§ About this task
Each line of data below must be printed exactly as written, with any pictures removed.

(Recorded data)
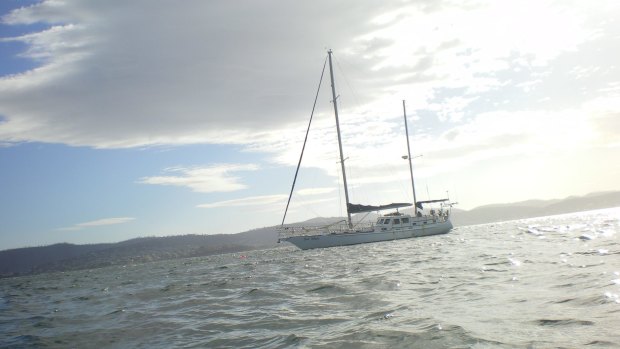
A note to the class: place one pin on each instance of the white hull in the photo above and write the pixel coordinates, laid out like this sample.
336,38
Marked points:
306,242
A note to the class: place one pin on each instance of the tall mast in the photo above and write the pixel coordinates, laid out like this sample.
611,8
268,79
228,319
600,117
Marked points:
344,174
415,207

§ Exercise output
A note to the class: place one pin on each instance of the white hull in the photo above and write the pixel coordinates, laid out like this sample.
336,38
Marked points:
306,242
A note to the class: place one pin on each instance of the tall mast in the photo above and write the pixel coordinates, laid out like this sample.
611,8
268,79
228,319
600,117
Marked points:
344,174
415,207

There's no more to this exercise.